▸ **TASK BRIEF**
Render the listing below as a Markdown table with a "Number" column counting the rows and a "Text" column holding each line, omitting blank lines.

******

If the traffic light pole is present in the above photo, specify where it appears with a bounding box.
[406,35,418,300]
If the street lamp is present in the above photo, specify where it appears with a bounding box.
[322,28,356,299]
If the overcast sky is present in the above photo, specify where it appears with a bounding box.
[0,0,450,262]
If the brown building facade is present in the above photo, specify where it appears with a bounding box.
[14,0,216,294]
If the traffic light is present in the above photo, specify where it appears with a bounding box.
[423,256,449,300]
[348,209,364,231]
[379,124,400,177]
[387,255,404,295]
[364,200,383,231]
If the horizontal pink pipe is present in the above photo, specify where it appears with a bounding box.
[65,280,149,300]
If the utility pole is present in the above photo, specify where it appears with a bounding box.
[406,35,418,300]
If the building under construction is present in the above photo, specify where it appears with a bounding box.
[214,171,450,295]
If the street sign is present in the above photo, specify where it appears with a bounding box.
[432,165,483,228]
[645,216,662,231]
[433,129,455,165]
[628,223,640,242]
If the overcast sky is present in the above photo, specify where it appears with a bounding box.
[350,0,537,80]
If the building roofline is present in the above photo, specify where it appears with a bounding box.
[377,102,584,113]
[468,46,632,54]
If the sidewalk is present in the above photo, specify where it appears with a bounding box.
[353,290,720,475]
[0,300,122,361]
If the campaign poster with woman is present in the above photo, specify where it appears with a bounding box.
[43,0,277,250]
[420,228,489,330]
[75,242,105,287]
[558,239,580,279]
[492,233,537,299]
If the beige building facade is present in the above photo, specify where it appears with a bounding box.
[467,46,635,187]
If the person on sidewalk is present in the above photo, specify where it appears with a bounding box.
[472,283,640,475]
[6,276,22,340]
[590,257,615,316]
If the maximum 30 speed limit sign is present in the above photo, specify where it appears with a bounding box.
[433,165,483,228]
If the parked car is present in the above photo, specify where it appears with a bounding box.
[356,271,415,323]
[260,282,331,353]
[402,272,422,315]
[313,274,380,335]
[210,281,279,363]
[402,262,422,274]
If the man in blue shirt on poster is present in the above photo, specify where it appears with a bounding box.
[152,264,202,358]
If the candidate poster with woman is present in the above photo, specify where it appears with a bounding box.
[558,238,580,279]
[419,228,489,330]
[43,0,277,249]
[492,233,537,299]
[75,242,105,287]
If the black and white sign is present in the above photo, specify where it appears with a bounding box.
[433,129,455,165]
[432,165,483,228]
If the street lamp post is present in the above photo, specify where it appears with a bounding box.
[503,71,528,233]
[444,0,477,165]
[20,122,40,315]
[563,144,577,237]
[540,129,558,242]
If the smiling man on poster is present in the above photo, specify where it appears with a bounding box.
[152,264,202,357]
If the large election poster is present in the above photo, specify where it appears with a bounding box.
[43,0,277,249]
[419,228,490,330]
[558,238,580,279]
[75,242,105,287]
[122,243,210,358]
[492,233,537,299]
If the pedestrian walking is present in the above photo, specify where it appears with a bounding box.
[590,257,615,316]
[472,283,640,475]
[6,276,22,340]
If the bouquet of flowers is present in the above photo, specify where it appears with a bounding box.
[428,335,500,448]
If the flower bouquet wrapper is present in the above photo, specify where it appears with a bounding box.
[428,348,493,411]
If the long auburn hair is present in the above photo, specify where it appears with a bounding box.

******

▸ **THE SOLUTION**
| Number | Text |
|---|---|
| 1 | If the traffic light pole is present in the above photo, specify where it appears with a bounding box. |
| 2 | [406,35,418,300] |
| 3 | If the street lamp is present in the above photo, specify where it appears with a bounding box. |
| 4 | [322,28,356,299] |
| 5 | If the overcast sky is present in the above photo, specify where it appears with a bounding box. |
| 6 | [0,0,450,262] |
| 7 | If the brown building facade is present in the above photo, specify where it appears with a bounding box. |
| 8 | [14,0,216,294] |
| 9 | If the traffic light is present in the above photo, specify where it appears with a bounding box. |
| 10 | [423,256,449,300] |
| 11 | [348,209,364,231] |
| 12 | [379,124,400,177] |
| 13 | [387,255,404,295] |
| 14 | [364,200,383,231] |
| 15 | If the horizontal pink pipe is present in the above photo, specify where it appears with a bounding box. |
| 16 | [65,280,149,300] |
| 17 | If the utility pole is present in the above photo, specify where it appears with a bounding box. |
| 18 | [406,35,418,300] |
| 19 | If the building under construction is present in the above photo, specify where it appears with a bounding box. |
| 20 | [214,171,450,295] |
| 21 | If the street sign is present in the above photo, specify where it appears with a bounding box. |
| 22 | [432,165,483,228] |
| 23 | [645,216,662,231] |
| 24 | [433,129,455,165] |
| 25 | [628,223,640,242] |
| 26 | If the overcast sky is present in the above photo, specify where it appears with a bounding box. |
| 27 | [350,0,537,80] |
| 28 | If the building roofline is present in the above photo, specify where it appears with a bounding box. |
| 29 | [377,102,584,113] |
| 30 | [468,46,632,54] |
| 31 | If the sidewalk is present in the above photo, specify where it appears with a bounding box. |
| 32 | [353,290,720,475] |
| 33 | [0,300,122,361] |
| 34 | If the campaign poster with woman is present in the above photo, specify where it appears with a bounding box. |
| 35 | [43,0,277,250] |
| 36 | [420,228,489,330] |
| 37 | [75,242,105,287] |
| 38 | [558,239,580,279] |
| 39 | [492,233,537,299] |
| 40 | If the beige building facade is present in the above photo, specify where it appears with a bounding box. |
| 41 | [467,46,635,187] |
| 42 | If the person on sidewalk is present in the above photo, specify where it appears with a bounding box. |
| 43 | [472,283,640,475] |
| 44 | [6,276,22,340] |
| 45 | [590,257,615,316] |
| 46 | If the maximum 30 speed limit sign is present in the above photo, specify where it appears with a bounding box. |
| 47 | [433,165,483,228] |
| 48 | If the parked car is present in the above photo, specify where it appears with a bounding box. |
| 49 | [356,271,415,323] |
| 50 | [260,282,331,353] |
| 51 | [402,272,422,315] |
| 52 | [313,274,380,335] |
| 53 | [210,281,279,363] |
| 54 | [402,262,422,274] |
| 55 | If the man in blue shirt on poster is present in the above photo, specify where it appears with a bounding box. |
| 56 | [152,264,202,358] |
| 57 | If the candidate poster with woman is present in the above photo, specify where it appears with a bounding box. |
| 58 | [558,238,580,279] |
| 59 | [419,228,489,330] |
| 60 | [43,0,277,249] |
| 61 | [492,233,537,299] |
| 62 | [75,242,105,287] |
| 63 | If the black and white sign is present in the above photo, specify where it appears with a bounding box. |
| 64 | [433,129,455,165] |
| 65 | [432,165,483,228] |
| 66 | If the street lamp post is present in the above photo, specify where it appears with a bounding box. |
| 67 | [503,71,528,233] |
| 68 | [444,0,477,165] |
| 69 | [20,122,40,315] |
| 70 | [563,144,577,237] |
| 71 | [540,129,558,242] |
| 72 | If the smiling man on poster is present in the above photo, specify where it appears with a bounding box. |
| 73 | [152,264,202,357] |
| 74 | If the large election poster is present in the above photo, specify where it appears with a bounding box. |
| 75 | [43,0,277,249] |
| 76 | [419,228,490,330] |
| 77 | [558,238,580,279] |
| 78 | [75,242,105,287] |
| 79 | [122,243,210,358] |
| 80 | [492,233,537,299] |
| 81 | If the pedestrian walking is present in the above photo, specify where it appears with a bounding box. |
| 82 | [590,257,615,316] |
| 83 | [472,283,640,475] |
| 84 | [6,276,22,340] |
| 85 | If the bouquet of flowers is present in the above photo, specify where it appears with a bounding box. |
| 86 | [428,335,500,448] |
| 87 | If the flower bouquet wrapper is present in the above photo, specify where it appears with a bounding box. |
| 88 | [428,348,493,411] |
| 89 | If the long auburn hair is present in the above photo, specify where it appears with a bounding box. |